1- Benzer bir olay sebebiyle Yargıtay 10. Ceza Dairesinin 22/12/2015 tarihli ve 2015/1717 esas, 2015/33429 karar sayılı ilâmında da belirtildiği üzere, sanığa 10 gün içinde denetimli serbestlik müdürlüğüne başvurması gerektiği uyarısını içeren tebligatın yapılması ve sanığın başvuruda bulunmaması üzerine, yüklenen yükümlülüklere veya tedavinin gereklerine uygun davranmamakta "ısrar" ettiğinin kabul edilebilmesi için sanığa "önceki tebligat gereğince başvuruda bulunmadığı, bu tebligat üzerine öngörülen süre içinde de başvurmaması halinde yükümlülüklere ve tedavinin gereklerine uymamakta ısrar etmiş sayılacağı" uyarısı ile yeniden tebligat yapılması, bu tebligata rağmen de başvuruda bulunmadığı takdirde sanık hakkında davaya devam olunacağı nazara alındığında, somut olayda, sanık hakkında denetimli serbestlik tedbirine başlanabilmesi için 10 gün içinde müracaat etmesine dair Mersin Denetimli Serbestlik Müdürlüğünün 26/01/2015 tarihli ve 2017/235 DS sayılı (İzmir Denetimli Serbest Müdürlüğü tarafından talimat yoluyla gönderilen 2017/847 sayılı yazısı) çağrı yazısının 17/02/2017 tarihinde tebliğ edildiği, şüphelinin tebliğe rağmen denetimli serbestlik müdürlüğüne müracaat etmemesi üzerine Mersin Denetimli Serbestlik Müdürlüğünün 06/04/2017 tarihli ve 2017/67 sayılı kararı ile dosya kaydının kapatılmasına karar verilmiş ise de; tek başına bu durumun ısrar olarak kabulünün mümkün bulunmadığı, esasen denetimli serbestlik tedbirine kaldığı yerden devam edilmesi gerektiği, kamu davası hakkında durma kararı verilerek yükümlü hakkında hükmolunan denetimli serbestlik kararının infazının sonucunun beklenilmesi gerektiği gözetilmeden, yazılı şekilde karar verilmesinde,
2- 5271 sayılı Ceza Muhakemesi Kanunu'nun 231/11. maddesinde yer alan, "Denetim süresi içinde kasten yeni bir suç işlemesi veya denetimli serbestlik tedbirine ilişkin yükümlülüklere aykırı davranması halinde, mahkeme hükmü açıklar. Ancak mahkeme, kendisine yüklenen yükümlülükleri yerine getiremeyen sanığın durumunu değerlendirerek,
cezanın yarısına kadar belirleyeceği bir kısmının infaz edilmemesine ya da koşullarının varlığı halinde hükümdeki hapis cezasının ertelenmesine veya seçenek yaptırımlara çevrilmesine karar vererek yeni bir mahkumiyet hükmü kurulabilir" şeklindeki düzenlemeye nazaran, mahkemece duruşma açılmasını müteakip, sanığın celp edilmesi, varsa diyecekleri sorulup, anılan fıkra uyarınca değerlendirme yapıldıktan sonra hüküm kurulması gerektiği gözetilmeden, yazılı şekilde sanığın hapis cezası ile mahkumiyetine karar verilmesinde, İsabet görülmemiştir.” denilerek İzmir 24. Asliye Ceza Mahkemesinin 29/03/2018 tarihli ve 2017/501 esas, 2018/340 sayılı kararının 5271 Sayılı Ceza Muhakemesi Kanunu’nun 309. maddesi uyarınca bozulması istenilmiştir.

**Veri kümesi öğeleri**
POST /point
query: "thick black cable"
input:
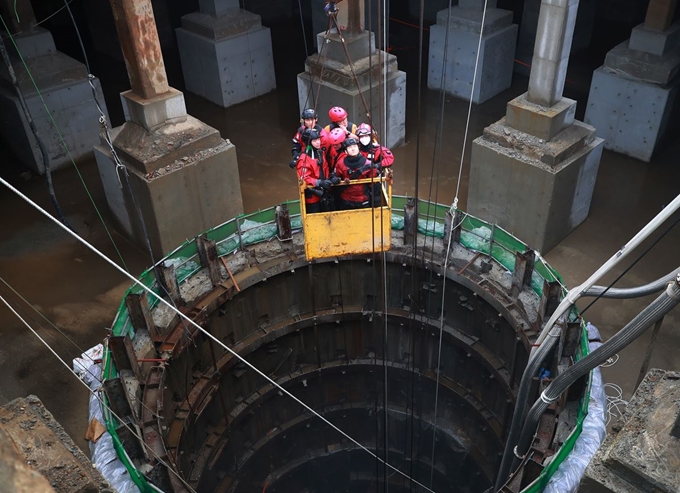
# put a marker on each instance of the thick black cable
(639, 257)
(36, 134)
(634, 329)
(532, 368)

**Yapılacaklar**
(1) Bozma istemi metnini iki cümleyle özetleyin.
(2) Bozma istemi metnini son cümlesinden sonra gelecek bölümle sürdürün.
Kayıtlara burada ihtiyaç yoktur.

**Cevaplar**
(1) Sanığın çağrı yazısına rağmen denetimli serbestlik müdürlüğüne başvurmamasının tek başına ısrar sayılamayacağı, bunun için uyarılı yeniden tebligat yapılması, kamu davası hakkında durma kararı verilmesi ve denetimli serbestlik kararının infazının sonucunun beklenmesi gerektiği belirtilmektedir. Ayrıca 5271 sayılı Kanun'un 231/11. maddesi uyarınca sanık çağrılıp diyecekleri sorulmadan ve değerlendirme yapılmadan hapis cezasıyla mahkumiyet kararı verilmesi isabetsiz bulunarak İzmir 24. Asliye Ceza Mahkemesinin kararının 309. madde uyarınca bozulması istenmiştir.

(2)
C-) Konunun Değerlendirilmesi:
Sanık ...’ın, kullanmak için uyuşturucu madde bulundurma suçundan yapılan yargılama sonucunda, İzmir 24. Asliye Ceza Mahkemesinin 20/11/2014 tarihli ve 2014/195 esas, 2014/205 sayılı kararı ile 5237 sayılı Türk Ceza Kanunu'nun 191/1, 62/1 ve 50/1-a. maddeleri gereğince 6.000,00 Türk lirası adli para cezası ile cezalandırılmasına, 5271 sayılı Ceza Muhakemesi Kanunu’nun 231/5. maddesi gereğince hükmün açıklanmasının geri bırakılmasına karar verildiği, sanığın denetimli serbestlik tedbirine uymadığının bildirilmesi üzerine yapılan yargılama sonucunda İzmir 24. Asliye Ceza Mahkemesinin 22/10/2015 tarihli ve 2015/401 esas, 2015/758 sayılı kararı ile 5237 sayılı Türk Ceza Kanunu’nun 191/1 ve 62. maddeleri uyarınca 10 ay hapis cezası ile cezalandırılmasına, 5320 sayılı Kanun’un geçici 7/2. maddesi uyarınca hükmün açıklanmasının geri bırakılmasına karar verildiği, sanığın denetimli serbestlik tedbirine uymadığının bildirilmesi üzerine İzmir 24. Asliye Ceza Mahkemesinin 29/03/2018 tarihli ve 2017/501 esas, 2018/340 sayılı kararı ile, hükmün açıklanmasına ve sanığın 5237 sayılı Türk Ceza Kanunu’nun 191/1 ve 62. maddeleri uyarınca 10 ay hapis cezası ile cezalandırılmasına karar verildiği, anlaşılmıştır.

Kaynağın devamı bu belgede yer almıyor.